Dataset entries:

------------------------------

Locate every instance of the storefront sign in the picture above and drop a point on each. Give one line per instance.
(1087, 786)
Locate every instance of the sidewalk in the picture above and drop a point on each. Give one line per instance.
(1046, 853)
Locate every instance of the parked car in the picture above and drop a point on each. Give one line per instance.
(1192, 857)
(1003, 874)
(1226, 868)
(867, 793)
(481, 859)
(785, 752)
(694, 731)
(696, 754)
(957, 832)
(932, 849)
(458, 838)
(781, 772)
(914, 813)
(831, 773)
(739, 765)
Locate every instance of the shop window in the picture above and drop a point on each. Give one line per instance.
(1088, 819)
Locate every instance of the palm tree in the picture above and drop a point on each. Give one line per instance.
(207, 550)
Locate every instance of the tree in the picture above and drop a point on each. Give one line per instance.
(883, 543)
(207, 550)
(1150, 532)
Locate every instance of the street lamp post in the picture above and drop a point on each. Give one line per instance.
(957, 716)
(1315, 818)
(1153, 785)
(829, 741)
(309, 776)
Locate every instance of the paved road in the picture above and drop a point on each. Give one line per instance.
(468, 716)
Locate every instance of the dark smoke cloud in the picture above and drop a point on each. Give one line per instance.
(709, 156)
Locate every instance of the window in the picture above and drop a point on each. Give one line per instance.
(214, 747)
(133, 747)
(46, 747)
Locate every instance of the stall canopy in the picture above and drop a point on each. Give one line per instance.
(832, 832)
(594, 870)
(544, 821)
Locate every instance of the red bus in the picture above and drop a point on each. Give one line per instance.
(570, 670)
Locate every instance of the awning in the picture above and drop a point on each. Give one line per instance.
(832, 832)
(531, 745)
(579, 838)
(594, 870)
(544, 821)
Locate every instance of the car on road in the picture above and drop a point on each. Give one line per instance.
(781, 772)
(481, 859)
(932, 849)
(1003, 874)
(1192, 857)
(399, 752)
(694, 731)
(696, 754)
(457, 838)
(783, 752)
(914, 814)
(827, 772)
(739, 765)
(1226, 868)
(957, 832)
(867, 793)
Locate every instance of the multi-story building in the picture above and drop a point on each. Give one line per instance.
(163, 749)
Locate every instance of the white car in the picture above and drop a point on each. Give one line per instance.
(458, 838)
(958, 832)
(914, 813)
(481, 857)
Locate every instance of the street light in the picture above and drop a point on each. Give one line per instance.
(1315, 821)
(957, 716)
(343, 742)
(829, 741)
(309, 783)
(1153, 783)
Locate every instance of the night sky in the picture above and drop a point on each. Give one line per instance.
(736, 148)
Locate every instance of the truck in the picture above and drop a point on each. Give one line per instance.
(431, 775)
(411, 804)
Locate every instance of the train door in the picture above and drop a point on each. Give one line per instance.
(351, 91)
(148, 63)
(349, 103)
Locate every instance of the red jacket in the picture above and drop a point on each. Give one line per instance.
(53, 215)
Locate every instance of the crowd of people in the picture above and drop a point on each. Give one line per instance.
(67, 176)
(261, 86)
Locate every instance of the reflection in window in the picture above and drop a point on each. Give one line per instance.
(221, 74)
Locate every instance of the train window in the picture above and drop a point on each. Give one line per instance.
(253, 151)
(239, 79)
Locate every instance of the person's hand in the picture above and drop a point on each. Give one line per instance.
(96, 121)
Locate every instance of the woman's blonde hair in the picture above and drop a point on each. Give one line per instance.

------------------------------

Given instruction
Retype the lines above verbatim, every one of them.

Expected answer
Locate every instance of the storefront sign in the picture above and drop a point on each. Give one line per instance.
(1087, 786)
Locate every instance of the sidewalk in the picture above and drop a point on each. Give one line per instance.
(1046, 853)
Locate every instance of the parked car in the picture above and drop a point on each. Give one line per instance.
(1192, 857)
(1003, 874)
(1226, 868)
(867, 793)
(481, 859)
(785, 752)
(694, 731)
(696, 754)
(957, 832)
(932, 849)
(458, 838)
(781, 772)
(914, 813)
(831, 773)
(739, 765)
Locate every instance of the shop window in the picture above and drop a point on each. Give one line per instance.
(1088, 819)
Locate every instance of the palm tree in the picture above and drop a point on each. Give one line per instance.
(207, 550)
Locate every instance of the tree in the picture above and drop a point on each. Give one line per instance.
(883, 543)
(207, 550)
(1150, 532)
Locate every instance of the street lamp post in the picture above and drop a point on each. Give one line per instance.
(957, 716)
(1315, 818)
(1153, 785)
(829, 741)
(309, 776)
Locate every instance of the paved road in the picture above and drop a point on each. Give one line per instance.
(468, 716)
Locate every instance of the dark smoke cloud in the picture above and drop a point on each. Give one line per instance.
(709, 156)
Locate every instance of the window in the picture above and drop a point on each. Give one line per instance.
(214, 747)
(133, 747)
(46, 747)
Locate every instance of the stall canopy in the picture above and drop a point on each. Give one line per instance.
(832, 832)
(594, 870)
(544, 821)
Locate every instance of the red bus in the picture above and drop a point on each. Give one line per instance.
(570, 670)
Locate every instance of the awning in the picture above and drop a point on each. Give one line per instance.
(832, 832)
(531, 745)
(579, 838)
(594, 870)
(544, 821)
Locate every instance of the car on road in the picture above and drop a point on each. Give one line per instance.
(781, 772)
(481, 859)
(932, 849)
(1003, 874)
(1192, 857)
(399, 752)
(694, 731)
(696, 754)
(457, 838)
(783, 752)
(914, 814)
(827, 772)
(739, 765)
(1226, 868)
(957, 832)
(867, 793)
Locate every instance of the multi-story building in the picture above and drop a point on each. Give one line per instance.
(163, 749)
Locate every instance of the white car in the picture above and drop a point on each. Give one line per instance.
(458, 838)
(958, 832)
(914, 813)
(481, 857)
Locate every instance of the street light in the picture above and drop a point on each. Give one line per instance.
(1315, 821)
(957, 716)
(343, 742)
(829, 741)
(309, 783)
(1153, 783)
Locate every instance of the night sky in the picture above and drop a point on each. Give one line per instance.
(736, 148)
Locate every instance of the truck in the picture above and drop a point on each. Give one line per instance.
(431, 775)
(411, 804)
Locate every instance of the train door in the picture above and drop a point on each. Give one line per instance.
(351, 91)
(148, 63)
(349, 103)
Locate every instance of the red jacket in the picture above and drop a point on each. Give one line per instance.
(53, 215)
Locate every instance of the crowd of people in the picture above and drop a point on each. Give one line per instance.
(67, 176)
(261, 86)
Locate every instance of the reflection in window in the picture above and drop a point on each. Give one line per instance.
(221, 74)
Locate every instance of the train window in the picture above and drop a point on each. Give one line per instance.
(253, 151)
(239, 79)
Locate every instance of the person's hand in the picture above and drop a point on each. Give one line per instance.
(96, 121)
Locate every instance of the woman's blonde hair in the picture above and drop a point on each. Give one line per instance.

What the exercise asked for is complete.